§ **Activity**: Scan the lines below for the string "each" and copy every one that has it.

Point-per-instance localization data
----

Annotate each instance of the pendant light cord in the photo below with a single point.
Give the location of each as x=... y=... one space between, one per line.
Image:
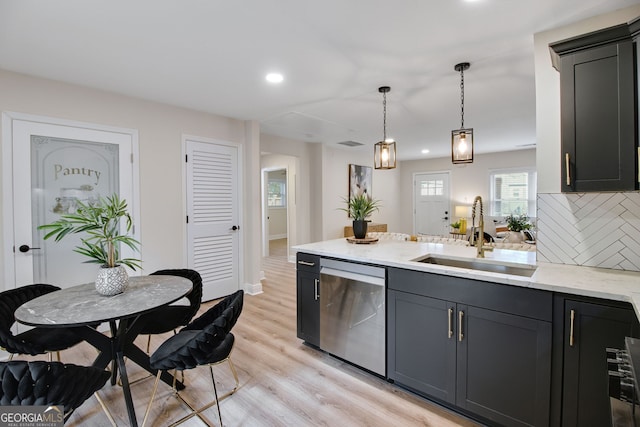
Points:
x=384 y=117
x=462 y=97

----

§ **Written solution**:
Annotate each instance of the pendant light cord in the photo below with a single point.
Give the location of each as x=... y=... one space between, one per line.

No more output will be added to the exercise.